** Begin SUPPLIED DATA **
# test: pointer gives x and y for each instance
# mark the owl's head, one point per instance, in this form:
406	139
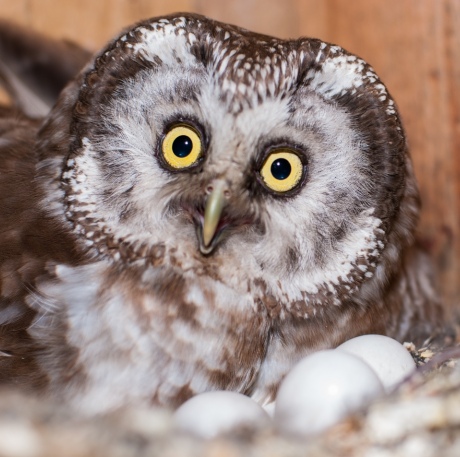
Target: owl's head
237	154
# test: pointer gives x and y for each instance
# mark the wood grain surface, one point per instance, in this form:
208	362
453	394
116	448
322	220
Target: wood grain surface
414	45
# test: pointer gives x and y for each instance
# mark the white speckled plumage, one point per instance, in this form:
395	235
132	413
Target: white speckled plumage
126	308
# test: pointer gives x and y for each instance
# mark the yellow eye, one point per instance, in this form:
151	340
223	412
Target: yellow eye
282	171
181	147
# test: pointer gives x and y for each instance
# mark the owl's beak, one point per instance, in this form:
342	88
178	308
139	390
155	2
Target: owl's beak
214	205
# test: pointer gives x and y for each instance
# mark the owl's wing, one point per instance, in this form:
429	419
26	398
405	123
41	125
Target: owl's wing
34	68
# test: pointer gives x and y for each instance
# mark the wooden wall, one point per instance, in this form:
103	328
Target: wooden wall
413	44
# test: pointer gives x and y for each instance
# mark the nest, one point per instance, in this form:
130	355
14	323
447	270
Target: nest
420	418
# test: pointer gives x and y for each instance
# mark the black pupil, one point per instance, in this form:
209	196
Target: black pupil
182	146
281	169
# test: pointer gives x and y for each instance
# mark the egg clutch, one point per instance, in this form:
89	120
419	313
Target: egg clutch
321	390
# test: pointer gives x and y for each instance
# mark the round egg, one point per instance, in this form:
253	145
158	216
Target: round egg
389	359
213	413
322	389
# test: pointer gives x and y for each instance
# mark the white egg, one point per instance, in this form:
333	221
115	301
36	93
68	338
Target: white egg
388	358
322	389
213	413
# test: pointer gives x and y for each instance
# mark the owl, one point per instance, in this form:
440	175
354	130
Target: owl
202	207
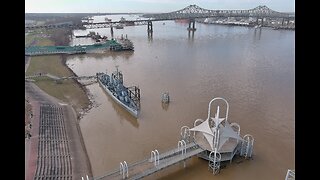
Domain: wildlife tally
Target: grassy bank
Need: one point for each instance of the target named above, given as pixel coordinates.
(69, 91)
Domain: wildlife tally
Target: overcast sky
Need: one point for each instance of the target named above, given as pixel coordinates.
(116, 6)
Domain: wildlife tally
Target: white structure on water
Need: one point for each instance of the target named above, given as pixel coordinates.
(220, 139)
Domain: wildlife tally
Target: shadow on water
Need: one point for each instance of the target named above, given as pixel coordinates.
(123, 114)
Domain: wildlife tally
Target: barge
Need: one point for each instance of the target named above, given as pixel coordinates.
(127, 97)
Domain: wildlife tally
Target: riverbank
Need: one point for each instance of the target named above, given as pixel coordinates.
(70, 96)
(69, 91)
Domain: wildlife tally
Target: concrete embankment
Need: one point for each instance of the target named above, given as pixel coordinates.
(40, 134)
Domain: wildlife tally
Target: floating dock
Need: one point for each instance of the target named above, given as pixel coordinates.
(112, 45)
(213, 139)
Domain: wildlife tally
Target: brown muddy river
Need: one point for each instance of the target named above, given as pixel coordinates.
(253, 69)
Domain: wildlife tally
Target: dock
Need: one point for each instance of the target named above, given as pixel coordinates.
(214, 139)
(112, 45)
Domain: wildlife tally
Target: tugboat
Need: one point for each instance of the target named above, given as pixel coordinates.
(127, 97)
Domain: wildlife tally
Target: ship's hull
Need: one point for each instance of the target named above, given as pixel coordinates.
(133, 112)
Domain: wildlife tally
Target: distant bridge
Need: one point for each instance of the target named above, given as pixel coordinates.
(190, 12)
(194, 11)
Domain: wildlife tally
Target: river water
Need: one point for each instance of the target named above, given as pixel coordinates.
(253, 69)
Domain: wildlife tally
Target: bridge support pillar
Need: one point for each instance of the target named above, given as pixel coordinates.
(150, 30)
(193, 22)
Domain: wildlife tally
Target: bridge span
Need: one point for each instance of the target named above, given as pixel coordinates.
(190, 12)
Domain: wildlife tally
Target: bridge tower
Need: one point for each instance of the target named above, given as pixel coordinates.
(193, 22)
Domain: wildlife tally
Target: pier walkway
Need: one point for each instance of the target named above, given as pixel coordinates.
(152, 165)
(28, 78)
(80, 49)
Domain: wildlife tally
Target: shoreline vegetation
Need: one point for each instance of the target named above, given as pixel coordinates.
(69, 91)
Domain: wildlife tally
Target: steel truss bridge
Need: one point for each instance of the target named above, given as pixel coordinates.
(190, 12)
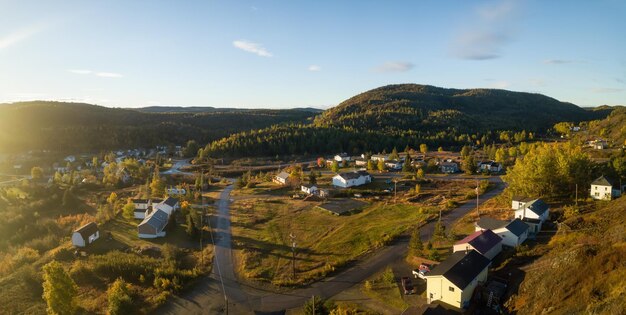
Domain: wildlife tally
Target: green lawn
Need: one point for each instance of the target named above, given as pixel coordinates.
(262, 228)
** End SUPPLIED DATA **
** Begin SUPPLIED DATA **
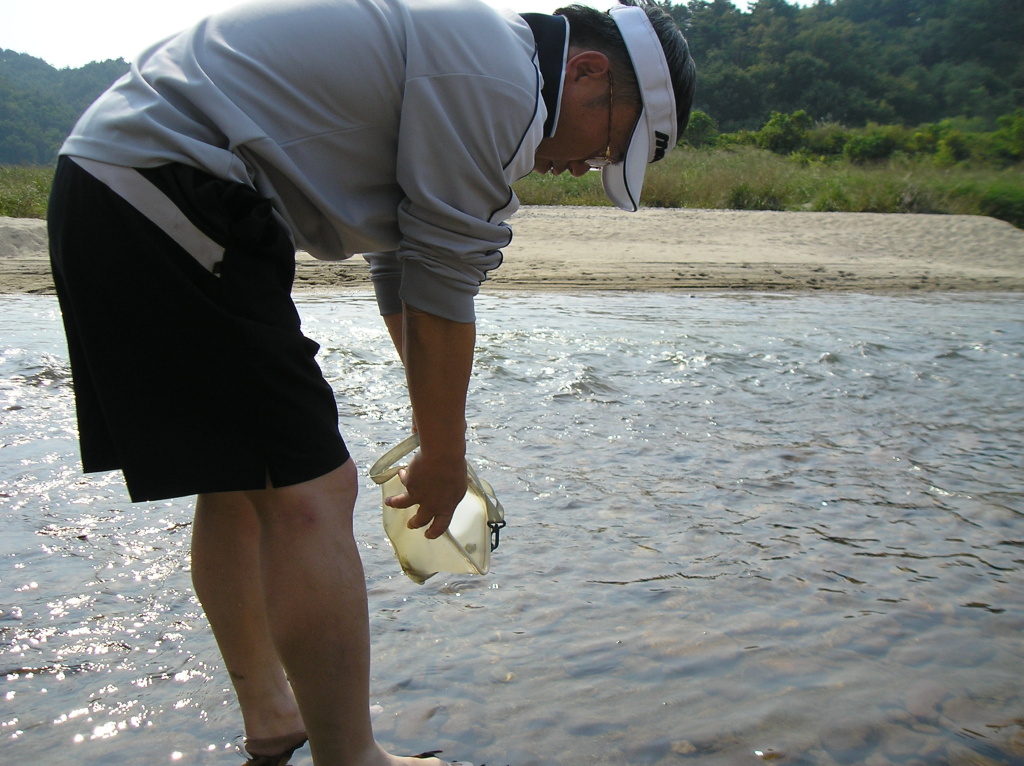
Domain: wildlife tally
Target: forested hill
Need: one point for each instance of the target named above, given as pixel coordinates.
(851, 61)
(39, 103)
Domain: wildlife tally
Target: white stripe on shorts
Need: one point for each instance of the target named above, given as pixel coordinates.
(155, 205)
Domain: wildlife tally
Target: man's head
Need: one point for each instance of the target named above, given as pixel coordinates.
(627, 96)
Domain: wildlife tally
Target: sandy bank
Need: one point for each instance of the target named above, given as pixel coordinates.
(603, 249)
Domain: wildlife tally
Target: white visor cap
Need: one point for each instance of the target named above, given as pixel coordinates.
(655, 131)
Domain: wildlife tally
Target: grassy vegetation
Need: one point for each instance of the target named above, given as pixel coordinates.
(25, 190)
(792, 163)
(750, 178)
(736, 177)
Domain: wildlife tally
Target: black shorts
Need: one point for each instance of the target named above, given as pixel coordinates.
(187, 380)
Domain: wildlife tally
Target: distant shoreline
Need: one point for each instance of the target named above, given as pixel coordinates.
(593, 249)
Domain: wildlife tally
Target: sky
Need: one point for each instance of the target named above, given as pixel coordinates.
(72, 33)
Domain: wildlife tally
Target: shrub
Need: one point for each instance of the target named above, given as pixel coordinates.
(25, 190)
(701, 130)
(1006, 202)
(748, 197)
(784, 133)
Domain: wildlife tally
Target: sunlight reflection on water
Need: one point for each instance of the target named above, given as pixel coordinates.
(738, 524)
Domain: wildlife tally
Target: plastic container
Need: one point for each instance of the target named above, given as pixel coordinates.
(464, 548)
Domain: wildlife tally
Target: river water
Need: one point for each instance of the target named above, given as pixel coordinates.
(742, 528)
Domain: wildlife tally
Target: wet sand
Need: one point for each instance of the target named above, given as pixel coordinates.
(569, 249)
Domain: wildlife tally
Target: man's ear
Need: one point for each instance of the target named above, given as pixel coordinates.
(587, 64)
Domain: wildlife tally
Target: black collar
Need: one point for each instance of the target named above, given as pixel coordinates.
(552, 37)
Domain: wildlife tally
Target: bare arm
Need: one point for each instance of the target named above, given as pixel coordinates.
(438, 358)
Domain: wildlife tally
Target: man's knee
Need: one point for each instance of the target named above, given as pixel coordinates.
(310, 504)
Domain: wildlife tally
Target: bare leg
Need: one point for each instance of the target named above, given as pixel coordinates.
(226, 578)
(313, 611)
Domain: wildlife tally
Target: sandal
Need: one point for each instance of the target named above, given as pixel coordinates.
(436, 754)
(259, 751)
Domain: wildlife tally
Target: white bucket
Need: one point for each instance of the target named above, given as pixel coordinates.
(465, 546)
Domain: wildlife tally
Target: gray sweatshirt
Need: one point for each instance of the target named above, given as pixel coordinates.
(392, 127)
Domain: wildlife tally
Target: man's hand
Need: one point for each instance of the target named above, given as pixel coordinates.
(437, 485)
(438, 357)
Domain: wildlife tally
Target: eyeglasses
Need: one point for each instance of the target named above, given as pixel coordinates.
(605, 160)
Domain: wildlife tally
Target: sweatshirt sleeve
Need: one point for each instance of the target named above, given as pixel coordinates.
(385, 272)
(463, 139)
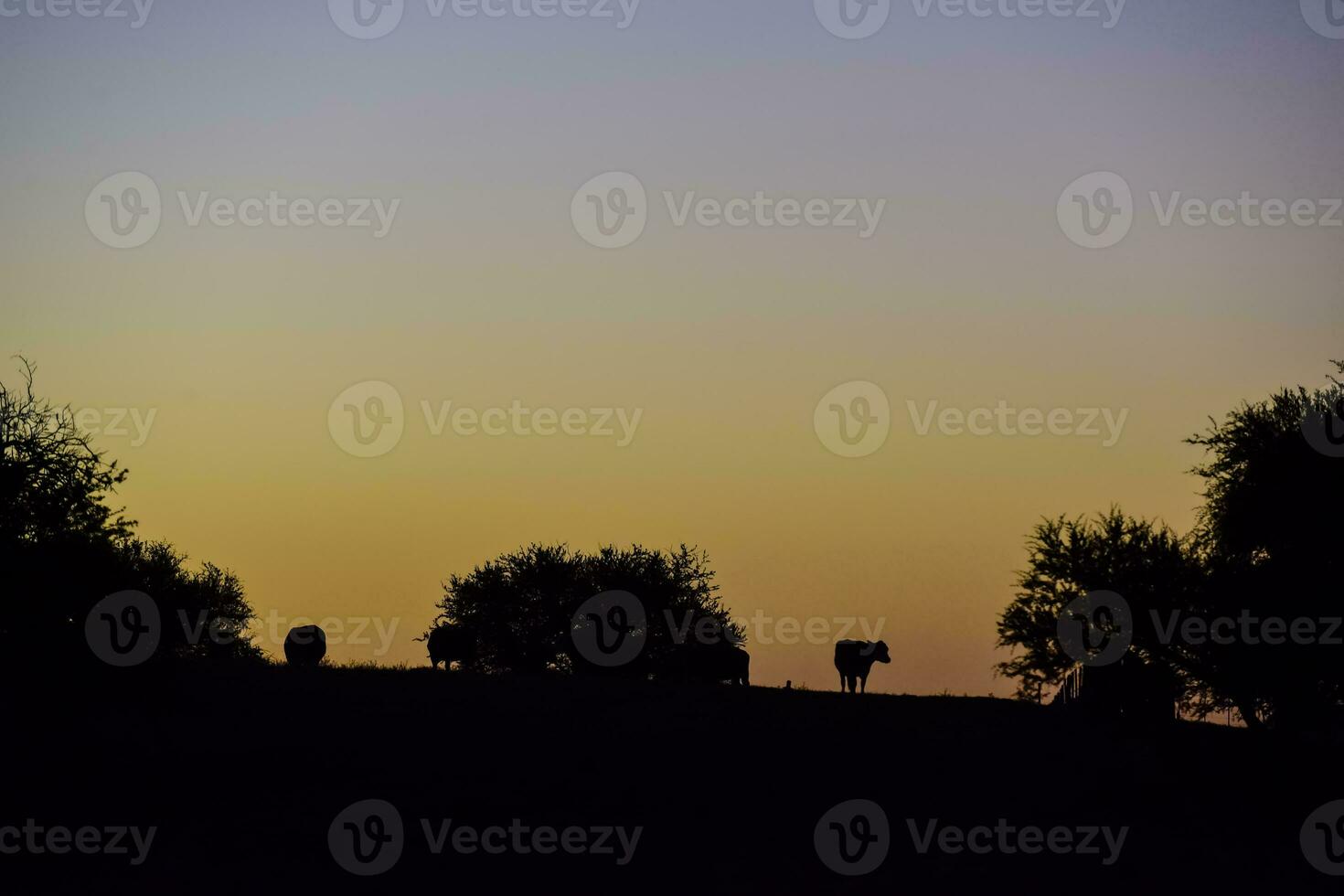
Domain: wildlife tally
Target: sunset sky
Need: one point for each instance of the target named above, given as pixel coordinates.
** End SUPPLIED DATA **
** Begin SUPPLIED DATA **
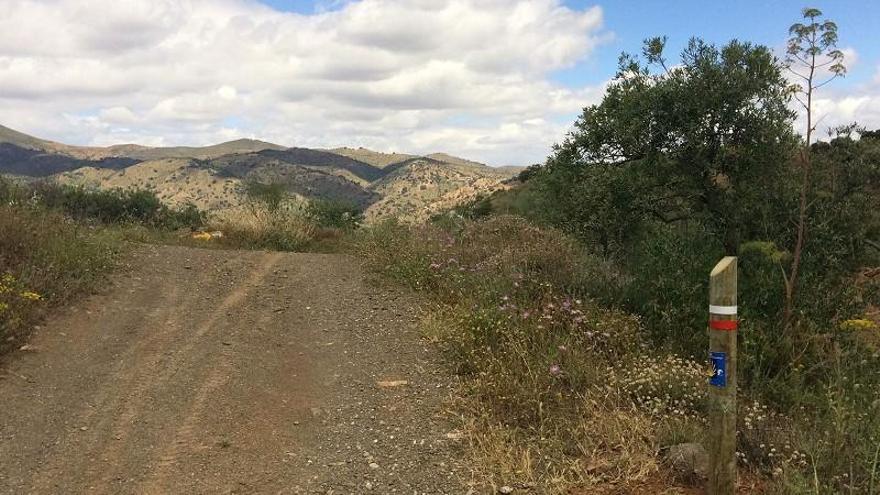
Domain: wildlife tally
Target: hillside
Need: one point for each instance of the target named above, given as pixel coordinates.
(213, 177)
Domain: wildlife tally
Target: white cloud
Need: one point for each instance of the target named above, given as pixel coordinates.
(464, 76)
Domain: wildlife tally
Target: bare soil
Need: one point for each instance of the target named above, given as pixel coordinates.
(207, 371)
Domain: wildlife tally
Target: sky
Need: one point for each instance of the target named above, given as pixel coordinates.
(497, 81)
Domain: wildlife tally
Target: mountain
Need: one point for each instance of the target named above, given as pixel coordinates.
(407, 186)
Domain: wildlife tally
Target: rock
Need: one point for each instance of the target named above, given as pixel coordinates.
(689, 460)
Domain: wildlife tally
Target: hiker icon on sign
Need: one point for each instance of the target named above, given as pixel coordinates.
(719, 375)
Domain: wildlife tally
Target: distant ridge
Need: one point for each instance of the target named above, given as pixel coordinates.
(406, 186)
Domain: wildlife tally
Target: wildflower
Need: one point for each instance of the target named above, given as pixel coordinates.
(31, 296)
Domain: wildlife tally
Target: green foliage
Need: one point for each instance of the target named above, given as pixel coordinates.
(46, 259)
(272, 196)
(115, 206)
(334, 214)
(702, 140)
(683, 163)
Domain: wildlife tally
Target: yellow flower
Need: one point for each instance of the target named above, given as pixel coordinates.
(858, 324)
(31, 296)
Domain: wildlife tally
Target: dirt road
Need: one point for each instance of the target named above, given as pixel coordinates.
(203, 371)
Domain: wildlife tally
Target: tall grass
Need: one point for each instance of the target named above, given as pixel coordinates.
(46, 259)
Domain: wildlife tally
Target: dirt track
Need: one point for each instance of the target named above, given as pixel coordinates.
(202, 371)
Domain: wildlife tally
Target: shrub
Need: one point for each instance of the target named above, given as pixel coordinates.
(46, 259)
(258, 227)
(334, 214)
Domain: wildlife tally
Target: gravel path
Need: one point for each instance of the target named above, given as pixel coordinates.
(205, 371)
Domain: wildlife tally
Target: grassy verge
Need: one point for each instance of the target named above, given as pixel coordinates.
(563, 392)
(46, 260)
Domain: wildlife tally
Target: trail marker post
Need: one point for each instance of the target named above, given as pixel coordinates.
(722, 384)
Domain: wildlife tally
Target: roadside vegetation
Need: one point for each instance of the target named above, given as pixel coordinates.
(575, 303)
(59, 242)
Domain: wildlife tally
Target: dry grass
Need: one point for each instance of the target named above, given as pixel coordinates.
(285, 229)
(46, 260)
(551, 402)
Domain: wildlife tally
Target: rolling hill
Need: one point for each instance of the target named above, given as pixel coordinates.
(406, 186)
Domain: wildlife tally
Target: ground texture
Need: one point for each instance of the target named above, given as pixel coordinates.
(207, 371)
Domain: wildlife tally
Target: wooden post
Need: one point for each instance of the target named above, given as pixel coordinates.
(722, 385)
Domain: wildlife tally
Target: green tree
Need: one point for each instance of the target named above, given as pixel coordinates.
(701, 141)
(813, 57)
** End SUPPLIED DATA **
* EXERCISE GOAL *
How many lines of the records above contain the string "head"? Case counts; reply with the number only.

* EXERCISE RESPONSE *
3